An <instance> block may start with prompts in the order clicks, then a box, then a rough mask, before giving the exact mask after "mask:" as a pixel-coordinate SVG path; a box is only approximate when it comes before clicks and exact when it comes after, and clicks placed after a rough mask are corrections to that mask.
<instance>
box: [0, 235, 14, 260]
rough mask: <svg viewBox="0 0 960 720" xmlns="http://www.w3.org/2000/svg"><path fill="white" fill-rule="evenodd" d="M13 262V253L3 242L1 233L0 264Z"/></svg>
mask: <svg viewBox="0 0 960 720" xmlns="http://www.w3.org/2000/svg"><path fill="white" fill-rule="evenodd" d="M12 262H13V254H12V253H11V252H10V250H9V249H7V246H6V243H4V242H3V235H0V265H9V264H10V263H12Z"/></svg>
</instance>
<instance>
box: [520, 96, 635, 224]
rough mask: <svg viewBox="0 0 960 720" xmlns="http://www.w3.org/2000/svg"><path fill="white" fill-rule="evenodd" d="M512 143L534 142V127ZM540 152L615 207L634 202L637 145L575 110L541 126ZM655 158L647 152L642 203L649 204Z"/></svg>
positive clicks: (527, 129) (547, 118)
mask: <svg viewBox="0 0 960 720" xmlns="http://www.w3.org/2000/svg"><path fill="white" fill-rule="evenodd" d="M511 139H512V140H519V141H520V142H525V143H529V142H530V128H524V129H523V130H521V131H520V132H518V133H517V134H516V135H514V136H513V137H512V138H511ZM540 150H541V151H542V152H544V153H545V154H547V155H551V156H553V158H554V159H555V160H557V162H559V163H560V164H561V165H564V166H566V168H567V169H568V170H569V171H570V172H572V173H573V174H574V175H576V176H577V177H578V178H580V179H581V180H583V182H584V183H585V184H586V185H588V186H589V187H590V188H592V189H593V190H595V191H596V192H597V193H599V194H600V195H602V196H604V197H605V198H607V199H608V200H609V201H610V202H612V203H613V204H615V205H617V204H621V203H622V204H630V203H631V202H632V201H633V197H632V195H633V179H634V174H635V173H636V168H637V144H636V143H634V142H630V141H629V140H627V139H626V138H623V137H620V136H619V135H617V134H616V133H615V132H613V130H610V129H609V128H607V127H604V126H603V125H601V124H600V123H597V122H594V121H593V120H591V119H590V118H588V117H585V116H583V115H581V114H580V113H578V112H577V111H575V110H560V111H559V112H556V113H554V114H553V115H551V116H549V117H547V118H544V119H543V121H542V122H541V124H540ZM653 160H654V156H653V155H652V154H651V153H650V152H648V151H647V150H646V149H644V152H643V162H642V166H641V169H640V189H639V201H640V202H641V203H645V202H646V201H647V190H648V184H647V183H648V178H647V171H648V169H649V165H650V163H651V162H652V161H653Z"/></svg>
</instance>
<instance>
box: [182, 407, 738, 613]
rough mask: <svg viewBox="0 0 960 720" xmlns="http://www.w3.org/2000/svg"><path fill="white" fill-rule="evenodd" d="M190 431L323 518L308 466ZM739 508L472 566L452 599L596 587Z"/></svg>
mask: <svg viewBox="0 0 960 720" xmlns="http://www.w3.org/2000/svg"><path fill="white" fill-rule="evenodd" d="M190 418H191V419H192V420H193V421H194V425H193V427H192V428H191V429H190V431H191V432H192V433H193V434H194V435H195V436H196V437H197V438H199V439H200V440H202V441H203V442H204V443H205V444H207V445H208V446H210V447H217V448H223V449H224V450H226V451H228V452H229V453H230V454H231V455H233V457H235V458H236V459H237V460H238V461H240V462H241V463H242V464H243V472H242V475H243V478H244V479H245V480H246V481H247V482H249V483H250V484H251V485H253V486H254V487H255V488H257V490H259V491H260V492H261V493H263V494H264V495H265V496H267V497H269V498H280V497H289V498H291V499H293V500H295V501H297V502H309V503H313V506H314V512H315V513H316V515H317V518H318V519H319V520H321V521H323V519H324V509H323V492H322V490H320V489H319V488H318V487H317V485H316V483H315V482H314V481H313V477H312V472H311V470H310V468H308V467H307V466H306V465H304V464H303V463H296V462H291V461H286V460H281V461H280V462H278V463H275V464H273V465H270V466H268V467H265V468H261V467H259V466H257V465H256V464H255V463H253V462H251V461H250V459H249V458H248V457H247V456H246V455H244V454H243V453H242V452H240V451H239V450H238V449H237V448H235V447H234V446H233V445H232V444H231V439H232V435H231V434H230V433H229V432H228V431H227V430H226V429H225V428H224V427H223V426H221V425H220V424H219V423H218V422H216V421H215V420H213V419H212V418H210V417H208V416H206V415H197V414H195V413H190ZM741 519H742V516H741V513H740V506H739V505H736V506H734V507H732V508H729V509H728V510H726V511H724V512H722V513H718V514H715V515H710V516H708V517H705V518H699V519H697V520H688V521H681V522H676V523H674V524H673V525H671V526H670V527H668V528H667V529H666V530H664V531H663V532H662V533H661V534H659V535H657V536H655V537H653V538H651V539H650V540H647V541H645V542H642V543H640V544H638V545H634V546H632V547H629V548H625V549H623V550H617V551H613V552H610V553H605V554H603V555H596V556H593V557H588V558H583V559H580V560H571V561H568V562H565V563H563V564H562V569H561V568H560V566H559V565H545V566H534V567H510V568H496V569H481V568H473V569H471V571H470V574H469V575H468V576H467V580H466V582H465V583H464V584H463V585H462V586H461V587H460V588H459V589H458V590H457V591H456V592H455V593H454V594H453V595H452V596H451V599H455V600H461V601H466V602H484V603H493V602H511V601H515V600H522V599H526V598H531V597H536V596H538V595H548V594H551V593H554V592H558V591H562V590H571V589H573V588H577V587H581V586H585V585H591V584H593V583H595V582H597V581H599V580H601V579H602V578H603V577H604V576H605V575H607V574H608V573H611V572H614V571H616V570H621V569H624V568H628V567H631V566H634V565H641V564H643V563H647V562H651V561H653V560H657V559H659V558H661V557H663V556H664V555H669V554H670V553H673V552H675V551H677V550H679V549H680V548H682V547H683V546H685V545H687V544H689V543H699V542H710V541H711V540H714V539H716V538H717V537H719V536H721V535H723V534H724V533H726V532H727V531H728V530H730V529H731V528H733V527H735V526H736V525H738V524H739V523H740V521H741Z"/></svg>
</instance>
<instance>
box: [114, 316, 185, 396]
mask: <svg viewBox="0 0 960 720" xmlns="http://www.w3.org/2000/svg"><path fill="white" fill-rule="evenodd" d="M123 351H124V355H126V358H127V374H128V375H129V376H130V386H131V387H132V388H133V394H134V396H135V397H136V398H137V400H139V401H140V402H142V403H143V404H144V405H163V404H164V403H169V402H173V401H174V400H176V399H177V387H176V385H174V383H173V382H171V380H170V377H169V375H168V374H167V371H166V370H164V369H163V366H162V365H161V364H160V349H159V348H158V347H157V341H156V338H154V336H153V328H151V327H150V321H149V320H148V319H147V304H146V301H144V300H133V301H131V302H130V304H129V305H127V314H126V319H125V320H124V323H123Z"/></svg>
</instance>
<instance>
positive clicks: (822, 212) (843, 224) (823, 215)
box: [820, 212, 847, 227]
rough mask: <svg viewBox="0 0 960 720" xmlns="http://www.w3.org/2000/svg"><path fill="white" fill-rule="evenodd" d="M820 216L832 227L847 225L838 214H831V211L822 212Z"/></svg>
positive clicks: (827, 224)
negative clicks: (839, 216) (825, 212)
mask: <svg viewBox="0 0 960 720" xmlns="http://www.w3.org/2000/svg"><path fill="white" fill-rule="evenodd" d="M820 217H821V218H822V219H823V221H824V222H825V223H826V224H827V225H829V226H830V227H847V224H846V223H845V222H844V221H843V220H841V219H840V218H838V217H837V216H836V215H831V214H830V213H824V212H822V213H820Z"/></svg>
•••••
# Task item
All records are to be printed again, exactly and completely.

# Answer box
An <instance> block may start with prompts in the order clicks, then a box, then a rough mask, before giving the exact mask after "mask:" as a pixel-coordinate SVG path; a box is only approximate when it comes before clicks and exact when it comes after, and clicks placed after a rough mask are corrections to that mask.
<instance>
box: [0, 235, 14, 260]
rough mask: <svg viewBox="0 0 960 720" xmlns="http://www.w3.org/2000/svg"><path fill="white" fill-rule="evenodd" d="M13 262V253L3 242L1 233L0 264Z"/></svg>
mask: <svg viewBox="0 0 960 720" xmlns="http://www.w3.org/2000/svg"><path fill="white" fill-rule="evenodd" d="M12 262H13V254H12V253H11V252H10V250H9V249H7V246H6V243H4V242H3V235H0V265H9V264H10V263H12Z"/></svg>
</instance>
<instance>
box: [520, 96, 635, 224]
rough mask: <svg viewBox="0 0 960 720" xmlns="http://www.w3.org/2000/svg"><path fill="white" fill-rule="evenodd" d="M512 143L534 142V127ZM540 152L615 207L634 202L637 145L575 110L541 126ZM655 158L647 152L642 203L649 204Z"/></svg>
positive clicks: (527, 129) (547, 118)
mask: <svg viewBox="0 0 960 720" xmlns="http://www.w3.org/2000/svg"><path fill="white" fill-rule="evenodd" d="M511 139H512V140H519V141H520V142H525V143H529V142H530V128H524V129H523V130H521V131H520V132H518V133H517V134H516V135H514V136H513V137H512V138H511ZM540 150H541V151H542V152H544V153H545V154H547V155H551V156H553V158H554V159H555V160H557V162H559V163H560V164H561V165H564V166H566V168H567V169H568V170H569V171H570V172H572V173H573V174H574V175H576V176H577V177H578V178H580V179H581V180H583V182H584V183H585V184H586V185H588V186H589V187H590V188H592V189H593V190H595V191H596V192H597V193H599V194H600V195H602V196H604V197H605V198H607V199H608V200H609V201H610V202H612V203H613V204H615V205H617V204H621V203H622V204H630V203H631V202H632V201H633V197H632V195H633V179H634V174H635V173H636V168H637V144H636V143H634V142H630V141H629V140H627V139H626V138H623V137H620V136H619V135H617V134H616V133H615V132H613V130H610V129H609V128H607V127H604V126H603V125H601V124H600V123H597V122H594V121H593V120H591V119H590V118H588V117H585V116H583V115H581V114H580V113H578V112H577V111H575V110H560V111H559V112H556V113H554V114H553V115H551V116H549V117H547V118H544V119H543V121H542V122H541V124H540ZM653 160H654V156H653V155H652V154H651V153H650V152H648V151H647V150H646V149H644V152H643V162H642V166H641V169H640V189H639V201H640V202H641V203H645V202H646V201H647V190H648V184H647V183H648V178H647V171H648V169H649V165H650V163H651V162H652V161H653Z"/></svg>
</instance>
<instance>
box: [182, 407, 738, 613]
rough mask: <svg viewBox="0 0 960 720" xmlns="http://www.w3.org/2000/svg"><path fill="white" fill-rule="evenodd" d="M190 431L323 518L308 466ZM739 508L472 566L452 599L596 587Z"/></svg>
mask: <svg viewBox="0 0 960 720" xmlns="http://www.w3.org/2000/svg"><path fill="white" fill-rule="evenodd" d="M190 418H191V419H192V420H193V421H194V425H193V427H192V428H191V429H190V431H191V432H192V433H193V434H194V435H195V436H196V437H197V438H199V439H200V440H202V441H203V442H204V443H205V444H207V445H208V446H210V447H217V448H223V449H224V450H226V451H228V452H229V453H230V454H231V455H233V457H235V458H236V459H237V460H238V461H240V462H241V463H242V464H243V472H242V475H243V478H244V479H245V480H246V481H247V482H249V483H250V484H251V485H253V486H254V487H255V488H257V490H259V491H260V492H261V493H263V494H264V495H265V496H267V497H269V498H280V497H289V498H291V499H293V500H295V501H297V502H309V503H313V506H314V512H315V513H316V515H317V518H318V519H319V520H321V521H323V519H324V509H323V492H322V490H320V489H319V488H318V487H317V485H316V483H315V482H314V481H313V477H312V472H311V470H310V468H308V467H307V466H306V465H304V464H303V463H296V462H291V461H286V460H281V461H280V462H278V463H275V464H273V465H270V466H268V467H265V468H261V467H259V466H257V465H256V464H255V463H253V462H251V461H250V459H249V458H248V457H247V456H246V455H244V454H243V453H242V452H240V451H239V450H238V449H237V448H235V447H234V446H233V445H232V444H231V439H232V435H231V434H230V433H229V432H228V431H227V430H226V429H225V428H224V427H223V426H221V425H220V424H219V423H218V422H216V421H215V420H213V419H212V418H210V417H208V416H206V415H197V414H195V413H190ZM741 519H742V516H741V513H740V506H739V505H736V506H734V507H732V508H729V509H728V510H726V511H724V512H722V513H718V514H715V515H710V516H708V517H705V518H699V519H697V520H688V521H681V522H676V523H674V524H673V525H671V526H670V527H668V528H667V529H666V530H664V531H663V532H662V533H661V534H659V535H657V536H655V537H653V538H651V539H650V540H647V541H645V542H642V543H640V544H638V545H634V546H632V547H629V548H625V549H623V550H617V551H613V552H610V553H605V554H603V555H596V556H593V557H588V558H583V559H580V560H571V561H568V562H565V563H563V564H562V569H561V568H560V566H559V565H545V566H534V567H510V568H496V569H481V568H473V569H471V571H470V574H469V575H468V576H467V580H466V582H465V583H464V584H463V585H462V586H461V587H460V588H459V589H458V590H457V591H456V592H455V593H454V594H453V595H452V596H451V599H455V600H461V601H466V602H484V603H493V602H511V601H515V600H522V599H526V598H531V597H536V596H538V595H548V594H551V593H554V592H558V591H562V590H571V589H573V588H577V587H581V586H585V585H591V584H593V583H595V582H597V581H599V580H601V579H602V578H603V577H604V576H605V575H607V574H608V573H611V572H614V571H616V570H621V569H624V568H628V567H631V566H634V565H641V564H643V563H647V562H651V561H653V560H657V559H659V558H661V557H663V556H664V555H669V554H670V553H673V552H675V551H677V550H679V549H680V548H682V547H683V546H685V545H687V544H689V543H699V542H710V541H711V540H714V539H716V538H717V537H719V536H721V535H723V534H724V533H726V532H727V531H728V530H730V529H731V528H733V527H735V526H736V525H738V524H739V523H740V521H741Z"/></svg>
</instance>
<instance>
box: [114, 316, 185, 396]
mask: <svg viewBox="0 0 960 720" xmlns="http://www.w3.org/2000/svg"><path fill="white" fill-rule="evenodd" d="M123 351H124V355H126V358H127V374H128V375H129V376H130V386H131V387H132V388H133V394H134V396H135V397H136V398H137V400H139V401H140V402H142V403H143V404H144V405H163V404H164V403H169V402H173V401H174V400H176V399H177V387H176V385H174V383H173V382H171V380H170V377H169V375H168V374H167V371H166V370H164V369H163V366H162V365H161V364H160V349H159V348H158V347H157V341H156V338H154V336H153V328H151V327H150V321H149V320H148V319H147V304H146V301H144V300H133V301H131V302H130V304H129V305H127V314H126V319H125V320H124V323H123Z"/></svg>
</instance>
<instance>
positive clicks: (822, 212) (843, 224) (823, 215)
box: [820, 212, 847, 227]
rough mask: <svg viewBox="0 0 960 720" xmlns="http://www.w3.org/2000/svg"><path fill="white" fill-rule="evenodd" d="M820 216L832 227L847 225L838 214H831V211L822 212Z"/></svg>
positive clicks: (827, 224)
negative clicks: (839, 216) (825, 212)
mask: <svg viewBox="0 0 960 720" xmlns="http://www.w3.org/2000/svg"><path fill="white" fill-rule="evenodd" d="M820 217H821V218H822V219H823V221H824V222H825V223H826V224H827V225H829V226H830V227H847V224H846V223H845V222H844V221H843V220H841V219H840V218H838V217H837V216H836V215H831V214H830V213H824V212H822V213H820Z"/></svg>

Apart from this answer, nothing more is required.